To do:
Reproduce exactly the lines of the material beneath, from the line that contains "Write each point like <point>147,207</point>." to the line that contains "Where can you see the white plastered", both included, and no other lines.

Recorded data:
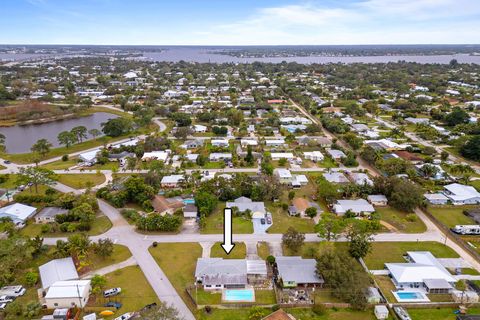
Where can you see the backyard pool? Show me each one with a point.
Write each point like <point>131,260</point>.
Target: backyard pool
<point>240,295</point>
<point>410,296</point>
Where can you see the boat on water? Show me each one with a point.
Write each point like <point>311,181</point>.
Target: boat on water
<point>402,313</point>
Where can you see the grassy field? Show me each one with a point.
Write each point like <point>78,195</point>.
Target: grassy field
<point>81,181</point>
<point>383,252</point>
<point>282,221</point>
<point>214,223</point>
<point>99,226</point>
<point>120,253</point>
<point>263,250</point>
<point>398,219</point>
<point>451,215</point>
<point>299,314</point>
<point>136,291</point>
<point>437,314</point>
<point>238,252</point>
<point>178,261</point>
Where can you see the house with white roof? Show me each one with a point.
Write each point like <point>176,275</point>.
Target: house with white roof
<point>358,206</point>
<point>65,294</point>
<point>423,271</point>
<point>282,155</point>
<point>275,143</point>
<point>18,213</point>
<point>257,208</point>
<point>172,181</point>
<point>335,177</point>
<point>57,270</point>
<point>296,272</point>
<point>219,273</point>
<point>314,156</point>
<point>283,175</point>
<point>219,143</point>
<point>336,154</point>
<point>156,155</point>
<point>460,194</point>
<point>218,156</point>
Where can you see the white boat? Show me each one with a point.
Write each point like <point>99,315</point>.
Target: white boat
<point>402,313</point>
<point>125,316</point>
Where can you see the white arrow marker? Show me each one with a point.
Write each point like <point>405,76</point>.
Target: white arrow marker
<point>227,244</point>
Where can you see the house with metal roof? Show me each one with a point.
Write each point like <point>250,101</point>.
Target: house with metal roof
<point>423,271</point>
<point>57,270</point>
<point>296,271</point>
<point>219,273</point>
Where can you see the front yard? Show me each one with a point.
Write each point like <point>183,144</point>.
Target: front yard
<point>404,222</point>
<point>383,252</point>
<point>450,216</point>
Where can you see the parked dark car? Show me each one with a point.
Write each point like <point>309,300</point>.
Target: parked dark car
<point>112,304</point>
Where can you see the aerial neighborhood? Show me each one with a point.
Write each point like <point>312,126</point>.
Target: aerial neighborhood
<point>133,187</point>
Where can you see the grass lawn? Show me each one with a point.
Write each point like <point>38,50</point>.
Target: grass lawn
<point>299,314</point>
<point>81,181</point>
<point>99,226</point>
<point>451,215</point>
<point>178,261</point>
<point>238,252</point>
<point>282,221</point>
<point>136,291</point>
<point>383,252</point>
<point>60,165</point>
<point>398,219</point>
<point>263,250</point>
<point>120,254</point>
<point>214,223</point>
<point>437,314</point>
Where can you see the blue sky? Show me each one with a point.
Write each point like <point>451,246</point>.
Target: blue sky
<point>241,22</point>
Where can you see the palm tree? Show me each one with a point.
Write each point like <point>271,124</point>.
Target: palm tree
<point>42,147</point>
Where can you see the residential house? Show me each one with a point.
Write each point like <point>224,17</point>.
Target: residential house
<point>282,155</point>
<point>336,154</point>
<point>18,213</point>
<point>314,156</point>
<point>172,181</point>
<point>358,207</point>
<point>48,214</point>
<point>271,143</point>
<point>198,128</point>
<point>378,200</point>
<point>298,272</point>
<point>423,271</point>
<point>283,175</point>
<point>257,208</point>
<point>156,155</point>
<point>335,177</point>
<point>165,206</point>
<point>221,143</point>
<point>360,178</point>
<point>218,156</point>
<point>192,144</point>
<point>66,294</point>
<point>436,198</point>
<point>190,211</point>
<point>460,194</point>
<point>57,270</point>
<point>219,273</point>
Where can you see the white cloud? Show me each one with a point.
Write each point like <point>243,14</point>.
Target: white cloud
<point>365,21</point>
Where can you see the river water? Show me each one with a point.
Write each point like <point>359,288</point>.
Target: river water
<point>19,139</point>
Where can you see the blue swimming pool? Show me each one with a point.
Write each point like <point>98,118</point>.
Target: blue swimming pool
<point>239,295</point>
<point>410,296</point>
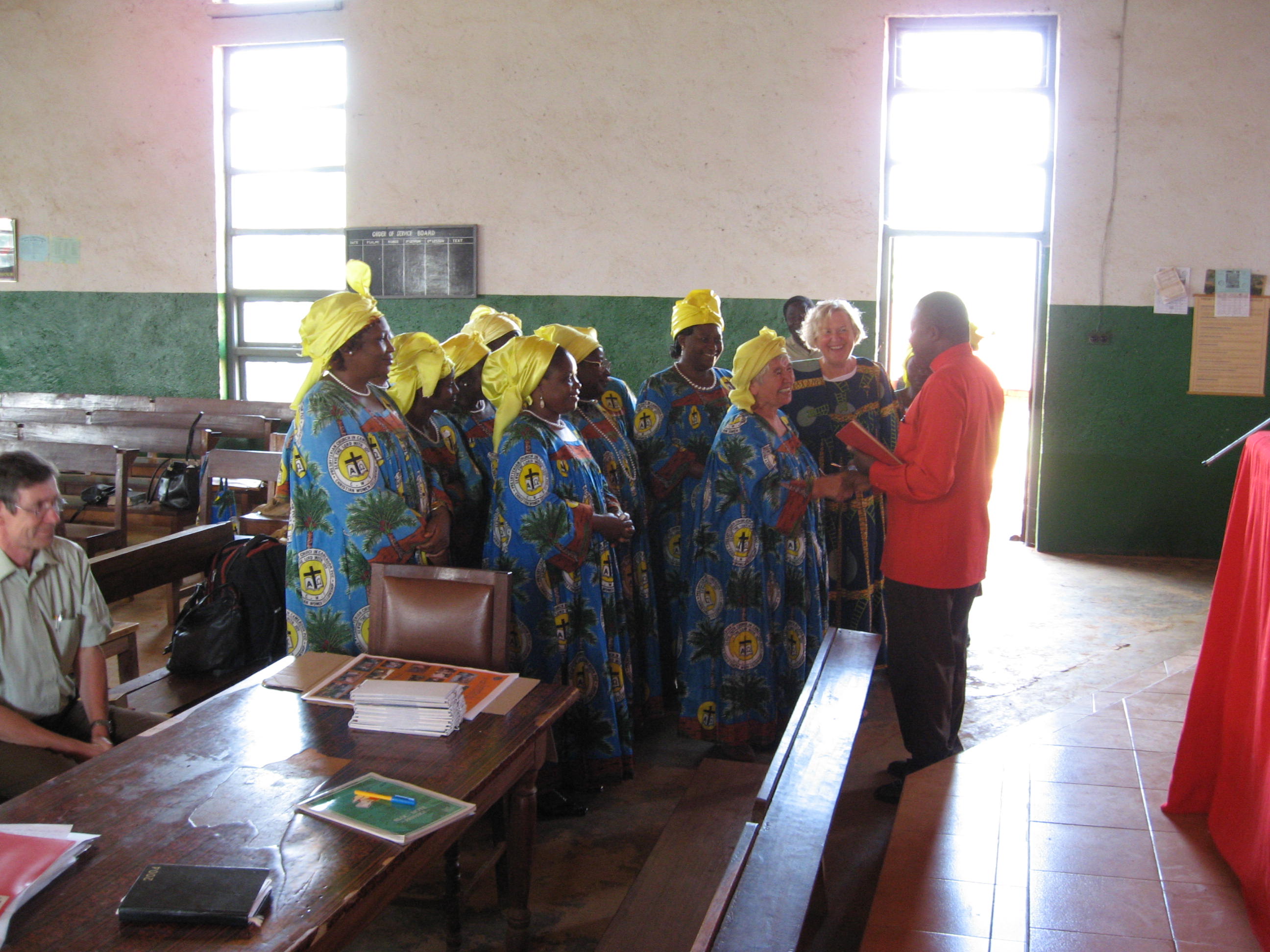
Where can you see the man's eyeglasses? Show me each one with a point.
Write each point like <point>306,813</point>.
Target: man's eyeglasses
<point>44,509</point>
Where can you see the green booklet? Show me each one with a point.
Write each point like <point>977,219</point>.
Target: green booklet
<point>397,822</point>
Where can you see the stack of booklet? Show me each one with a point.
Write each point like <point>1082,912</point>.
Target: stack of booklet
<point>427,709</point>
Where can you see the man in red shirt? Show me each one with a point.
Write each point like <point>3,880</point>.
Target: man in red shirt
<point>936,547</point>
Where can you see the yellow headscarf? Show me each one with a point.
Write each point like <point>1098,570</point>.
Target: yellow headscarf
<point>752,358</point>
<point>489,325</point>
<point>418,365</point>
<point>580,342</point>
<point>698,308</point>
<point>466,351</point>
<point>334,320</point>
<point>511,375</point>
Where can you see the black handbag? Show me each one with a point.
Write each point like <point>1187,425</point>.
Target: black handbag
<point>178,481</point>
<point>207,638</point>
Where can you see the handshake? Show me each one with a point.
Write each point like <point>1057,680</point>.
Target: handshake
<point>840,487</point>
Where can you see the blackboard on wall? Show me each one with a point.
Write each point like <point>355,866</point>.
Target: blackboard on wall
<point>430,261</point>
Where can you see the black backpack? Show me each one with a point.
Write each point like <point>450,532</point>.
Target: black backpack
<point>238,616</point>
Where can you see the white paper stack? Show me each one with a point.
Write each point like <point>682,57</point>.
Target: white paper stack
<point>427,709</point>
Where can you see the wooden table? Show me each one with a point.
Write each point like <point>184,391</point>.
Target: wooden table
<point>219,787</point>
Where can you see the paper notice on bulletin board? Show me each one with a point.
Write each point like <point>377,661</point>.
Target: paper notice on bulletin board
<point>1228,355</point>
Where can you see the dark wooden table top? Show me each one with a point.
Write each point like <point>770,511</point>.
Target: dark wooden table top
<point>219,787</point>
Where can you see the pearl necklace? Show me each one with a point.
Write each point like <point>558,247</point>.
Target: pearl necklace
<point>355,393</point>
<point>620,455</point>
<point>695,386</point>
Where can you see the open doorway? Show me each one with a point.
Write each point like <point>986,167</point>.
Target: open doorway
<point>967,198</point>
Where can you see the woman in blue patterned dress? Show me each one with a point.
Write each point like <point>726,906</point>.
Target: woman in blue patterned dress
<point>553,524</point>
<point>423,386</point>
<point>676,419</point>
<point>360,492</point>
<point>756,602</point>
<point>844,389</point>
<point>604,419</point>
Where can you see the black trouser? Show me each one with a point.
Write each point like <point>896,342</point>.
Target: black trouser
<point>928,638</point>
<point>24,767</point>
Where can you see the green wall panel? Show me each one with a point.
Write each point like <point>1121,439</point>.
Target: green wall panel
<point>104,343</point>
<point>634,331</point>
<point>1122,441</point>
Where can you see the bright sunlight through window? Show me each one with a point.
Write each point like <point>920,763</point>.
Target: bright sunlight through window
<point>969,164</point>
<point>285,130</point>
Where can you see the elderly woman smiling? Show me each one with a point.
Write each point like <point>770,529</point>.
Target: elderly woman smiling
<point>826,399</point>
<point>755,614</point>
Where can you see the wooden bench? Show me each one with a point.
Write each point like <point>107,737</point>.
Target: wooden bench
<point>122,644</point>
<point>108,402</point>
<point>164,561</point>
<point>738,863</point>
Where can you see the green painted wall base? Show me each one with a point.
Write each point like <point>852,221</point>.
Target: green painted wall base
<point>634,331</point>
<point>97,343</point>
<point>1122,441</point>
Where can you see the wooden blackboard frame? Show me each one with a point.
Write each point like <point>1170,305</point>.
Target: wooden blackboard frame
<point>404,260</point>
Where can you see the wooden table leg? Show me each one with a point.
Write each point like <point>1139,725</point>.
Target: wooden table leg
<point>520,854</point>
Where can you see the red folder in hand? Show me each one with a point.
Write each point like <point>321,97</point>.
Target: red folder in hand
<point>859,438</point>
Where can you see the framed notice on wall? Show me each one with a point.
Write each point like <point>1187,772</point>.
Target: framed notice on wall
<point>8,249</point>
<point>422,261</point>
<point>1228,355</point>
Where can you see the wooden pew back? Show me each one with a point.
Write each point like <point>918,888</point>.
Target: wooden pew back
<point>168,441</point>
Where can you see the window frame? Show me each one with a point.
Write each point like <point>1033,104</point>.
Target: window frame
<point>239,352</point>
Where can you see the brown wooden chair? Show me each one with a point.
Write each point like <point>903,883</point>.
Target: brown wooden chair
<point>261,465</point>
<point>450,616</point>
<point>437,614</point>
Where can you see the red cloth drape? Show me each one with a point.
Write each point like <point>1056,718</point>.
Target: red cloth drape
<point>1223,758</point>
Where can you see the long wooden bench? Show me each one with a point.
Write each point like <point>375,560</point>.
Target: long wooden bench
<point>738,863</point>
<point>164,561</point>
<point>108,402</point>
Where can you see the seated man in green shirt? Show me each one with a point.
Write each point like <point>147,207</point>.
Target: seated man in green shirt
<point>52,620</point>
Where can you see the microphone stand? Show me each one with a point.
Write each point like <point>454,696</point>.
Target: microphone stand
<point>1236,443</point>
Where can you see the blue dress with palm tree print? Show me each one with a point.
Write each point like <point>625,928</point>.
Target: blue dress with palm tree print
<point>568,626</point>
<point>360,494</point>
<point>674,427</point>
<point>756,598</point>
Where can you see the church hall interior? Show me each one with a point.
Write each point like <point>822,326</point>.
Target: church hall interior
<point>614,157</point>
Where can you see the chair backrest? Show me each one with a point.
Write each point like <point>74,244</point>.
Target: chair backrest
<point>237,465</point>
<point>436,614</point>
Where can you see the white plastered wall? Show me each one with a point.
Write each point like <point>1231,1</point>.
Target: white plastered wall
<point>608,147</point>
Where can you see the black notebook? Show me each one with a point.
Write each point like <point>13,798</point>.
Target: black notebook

Response for this exercise:
Write each point like <point>147,207</point>.
Target: seated man in green shirt
<point>52,620</point>
Where can you see the microphone stand? Show me each one with a point.
Write each point like <point>454,696</point>.
Target: microphone stand
<point>1236,443</point>
Where can you see the blue dress with palm tree print? Show me each one with a point.
Write each point like <point>625,928</point>.
Target: blue dress with palm tree print
<point>568,626</point>
<point>360,494</point>
<point>674,427</point>
<point>756,598</point>
Where can you see the church hall interior? Show me each one with a point.
Write each point like <point>822,326</point>.
Target: church hall interior
<point>614,157</point>
Where can you see the chair backrest? Show me each one with a point.
Write each point like <point>74,244</point>.
Target: chair backrest
<point>237,465</point>
<point>436,614</point>
Where can you see the white plastered wall? Show me each one with a point.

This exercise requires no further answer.